Give the entries again, exactly as they stand.

(Data records begins)

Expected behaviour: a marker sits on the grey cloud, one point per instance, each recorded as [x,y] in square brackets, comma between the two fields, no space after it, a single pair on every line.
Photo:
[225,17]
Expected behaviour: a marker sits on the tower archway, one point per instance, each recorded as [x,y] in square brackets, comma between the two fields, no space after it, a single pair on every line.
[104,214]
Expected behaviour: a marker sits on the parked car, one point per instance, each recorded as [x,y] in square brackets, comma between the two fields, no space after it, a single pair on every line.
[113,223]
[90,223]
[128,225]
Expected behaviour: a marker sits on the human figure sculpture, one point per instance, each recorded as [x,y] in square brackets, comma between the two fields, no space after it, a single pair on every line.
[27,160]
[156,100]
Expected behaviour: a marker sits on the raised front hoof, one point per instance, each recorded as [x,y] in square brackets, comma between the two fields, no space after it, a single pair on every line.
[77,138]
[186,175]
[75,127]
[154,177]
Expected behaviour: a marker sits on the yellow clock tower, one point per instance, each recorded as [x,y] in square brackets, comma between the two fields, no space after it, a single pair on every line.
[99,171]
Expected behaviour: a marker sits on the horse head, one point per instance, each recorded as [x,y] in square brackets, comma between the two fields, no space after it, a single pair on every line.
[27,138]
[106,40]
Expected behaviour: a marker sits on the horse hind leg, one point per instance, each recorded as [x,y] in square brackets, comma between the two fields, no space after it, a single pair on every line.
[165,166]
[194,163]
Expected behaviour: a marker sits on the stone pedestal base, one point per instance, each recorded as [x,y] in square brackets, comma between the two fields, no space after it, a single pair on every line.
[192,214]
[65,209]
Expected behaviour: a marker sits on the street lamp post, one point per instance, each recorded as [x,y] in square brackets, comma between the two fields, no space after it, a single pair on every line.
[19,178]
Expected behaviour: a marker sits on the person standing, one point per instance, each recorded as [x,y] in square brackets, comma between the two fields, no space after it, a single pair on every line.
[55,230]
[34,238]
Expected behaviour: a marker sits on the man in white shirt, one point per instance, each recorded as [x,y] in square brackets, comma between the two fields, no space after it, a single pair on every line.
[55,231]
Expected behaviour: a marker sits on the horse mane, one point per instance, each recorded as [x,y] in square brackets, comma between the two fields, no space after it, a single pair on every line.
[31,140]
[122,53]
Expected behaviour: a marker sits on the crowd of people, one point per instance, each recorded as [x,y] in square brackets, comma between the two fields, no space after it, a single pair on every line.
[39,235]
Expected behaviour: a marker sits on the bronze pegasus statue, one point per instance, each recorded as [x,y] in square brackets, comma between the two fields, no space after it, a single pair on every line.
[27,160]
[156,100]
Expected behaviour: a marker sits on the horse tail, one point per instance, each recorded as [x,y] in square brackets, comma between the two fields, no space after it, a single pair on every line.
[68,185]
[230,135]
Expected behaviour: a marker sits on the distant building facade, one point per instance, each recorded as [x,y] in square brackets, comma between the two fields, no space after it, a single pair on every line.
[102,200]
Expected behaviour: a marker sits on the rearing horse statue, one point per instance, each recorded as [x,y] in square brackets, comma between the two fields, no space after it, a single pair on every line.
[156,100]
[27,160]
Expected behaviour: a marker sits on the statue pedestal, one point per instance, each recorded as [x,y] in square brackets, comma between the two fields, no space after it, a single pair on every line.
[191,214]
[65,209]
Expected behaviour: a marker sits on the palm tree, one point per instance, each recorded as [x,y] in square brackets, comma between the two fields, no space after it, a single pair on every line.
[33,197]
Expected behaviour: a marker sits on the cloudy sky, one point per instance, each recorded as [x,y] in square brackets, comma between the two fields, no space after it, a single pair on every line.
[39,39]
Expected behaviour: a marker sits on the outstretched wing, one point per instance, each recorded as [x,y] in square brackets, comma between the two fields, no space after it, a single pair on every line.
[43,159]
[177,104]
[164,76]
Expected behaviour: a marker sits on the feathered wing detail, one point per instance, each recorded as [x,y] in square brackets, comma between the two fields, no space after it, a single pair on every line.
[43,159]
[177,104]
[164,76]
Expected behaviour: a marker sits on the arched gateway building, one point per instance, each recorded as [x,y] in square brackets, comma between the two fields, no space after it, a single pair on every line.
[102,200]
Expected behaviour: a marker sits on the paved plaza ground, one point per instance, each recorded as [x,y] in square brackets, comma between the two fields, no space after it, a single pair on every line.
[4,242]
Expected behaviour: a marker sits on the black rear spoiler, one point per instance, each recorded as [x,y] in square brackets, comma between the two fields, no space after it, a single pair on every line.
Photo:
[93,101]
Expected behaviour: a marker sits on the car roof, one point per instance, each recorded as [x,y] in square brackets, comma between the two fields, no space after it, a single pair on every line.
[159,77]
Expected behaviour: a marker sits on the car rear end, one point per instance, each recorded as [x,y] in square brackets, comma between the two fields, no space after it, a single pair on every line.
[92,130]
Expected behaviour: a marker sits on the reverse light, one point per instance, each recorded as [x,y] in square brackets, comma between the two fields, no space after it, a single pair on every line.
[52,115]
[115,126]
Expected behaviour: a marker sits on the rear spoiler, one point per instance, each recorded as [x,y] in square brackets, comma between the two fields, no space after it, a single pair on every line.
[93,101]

(Data records ends)

#### [Output below]
Expected behaviour: a marker sits on the grey cloud, one point per instance, each recorded as [x,y] in square brackets, comma between the two fields, no space after it, a single pair on every line.
Photo:
[225,17]
Expected behaviour: a marker sits on the tower archway, one point per instance, each recorded as [x,y] in square brackets, comma between the two fields, no space after it, a single pair on every line.
[104,214]
Expected behaviour: a marker sits on the parked car, one point per instance, each recorded as [x,y] in square brackets, comma between the two fields, no space after it, a single pair on every line.
[113,223]
[90,223]
[128,225]
Expected behaviour: a marker sits on the human figure sculpture, one point per instance, each recorded as [x,y] in square brackets, comma between the two fields, no space after it, a single pair on every line.
[27,160]
[156,100]
Expected behaviour: a marker sits on the raised front hoof, one point per instance, each recorded as [x,y] in square brackets, comma between the two fields, no space after it, a single pair on every line.
[77,138]
[186,175]
[75,127]
[154,177]
Expected behaviour: a marker sits on the yellow clock tower, one point per instance, each recorded as [x,y] in square brackets, comma between the two fields, no space after it, a single pair on every line.
[99,171]
Expected behaviour: a marker sits on the horse head, one point per instance, each recorded as [x,y] in square brackets, comma between the two fields, no space after it, a single pair on every line.
[27,138]
[106,40]
Expected behaviour: a marker sits on the horse hind leg, one point per instance, each recorded as [x,y] in square brackets, comma between the two fields, no space after it, a single pair on every line.
[165,166]
[194,163]
Expected behaviour: a marker sits on the stone pedestal base, one point per instance, each recorded as [x,y] in square brackets, comma between the two fields, no space after it, a single pair on every line.
[192,214]
[65,209]
Expected behaviour: a marker sits on the street lamp post, one point per instance, each recorded as [x,y] in square brackets, comma between the two fields, no space after it, a single pair on every line.
[19,178]
Expected behaviour: a marker sits on the person standing, one point per instance, each recorded as [x,y] in square brackets, comma between the two fields, no space after it, a single pair on every line.
[55,230]
[34,238]
Expected behaviour: a marker sits on the man in white shirt, one point per instance, each recorded as [x,y] in square brackets, comma between the two fields, no space after it, a single pair on every line.
[55,231]
Expected behaviour: a marker sits on the horse mane, one point per instance, each recorded as [x,y] in square brackets, comma between the two fields, no space after it, a single pair on every line.
[31,140]
[122,53]
Expected behaviour: a marker sits on the crowd of people, one point per instance, each recorded as [x,y] in square brackets, comma between the two fields, no space after it, a single pair on every line.
[39,235]
Expected behaviour: a marker sits on the bronze pegasus statue, one point per instance, each recorded as [x,y] in square brackets, comma between the two fields, no space after it, a single pair on every line.
[27,160]
[156,100]
Expected behaviour: a marker sits on the horse tail, one point per instance, each recorded as [x,y] in square brackets, comma between the two fields, no space after it, a single pair on every line.
[68,185]
[230,135]
Expected behaviour: a marker sits on the distant building facade, one point per instance, each recorded as [x,y] in square brackets, comma between the two fields, no space after it, a single pair on every line.
[102,200]
Expected behaviour: a marker sits on the rearing horse statue, one point per instance, each recorded as [x,y] in square brackets, comma between the two fields, no space after it, a single pair on every line.
[156,100]
[27,160]
Expected behaviour: a marker sits on the statue pedestal, one point per instance, each recorded as [x,y] in square brackets, comma between the two fields, no space after it, a single pair on every line.
[191,214]
[65,209]
Expected behaviour: a marker sits on the palm tree, one point per instance, each recorded as [x,y] in square brackets, comma between the two fields, no space after it, a single pair on every line.
[33,197]
Expected behaviour: a marker sits on the cloudy sky, one point per instance, each recorded as [x,y] in square brackets, comma between the two fields, no space after it, a single pair on every line.
[39,39]
Expected behaviour: a marker sits on the outstretched wing, one point per instance, each recorded as [x,y] in square brackets, comma between the two fields, no space after it, a single pair on every line.
[43,159]
[177,104]
[164,76]
Expected behaviour: a marker sits on the feathered wing detail, one point per instance, each recorded as [x,y] in square brackets, comma between the two fields, no space after it, a single pair on every line.
[43,159]
[177,104]
[164,76]
Expected behaviour: a marker sits on the arched gateway building, one point per instance, each recorded as [x,y] in square brackets, comma between the two fields, no space after it, a single pair on every line.
[102,200]
Expected behaviour: a marker sits on the paved plaza ground, one point per instance, each recorded as [x,y] in square brackets, comma between the two fields, no space after it, a single pair on every line.
[4,242]
Expected behaviour: a marker sits on the black rear spoiler, one point per instance, each recorded as [x,y] in square brackets, comma between the two fields, no space after it, a single pair on every line.
Photo:
[93,101]
Expected behaviour: a marker sits on the car roof, one point per instance, each recorded as [x,y] in square brackets, comma between the two fields, no space after it, a single pair on every line.
[159,77]
Expected behaviour: a marker sits on the car rear end, one point per instance, each recorded as [x,y] in square brackets, comma between the two fields, no space after it, a single pair on every line.
[92,130]
Expected behaviour: a marker sits on the reverse light, one point per instance, each recorded as [x,y] in square brackets, comma between the two fields, no space after it, a single pair on every line.
[52,115]
[115,126]
Expected behaviour: a marker sits on the rear spoiler, one point per instance, each recorded as [x,y] in square brackets, comma between the two fields, no space after it, a single pair on every line.
[93,101]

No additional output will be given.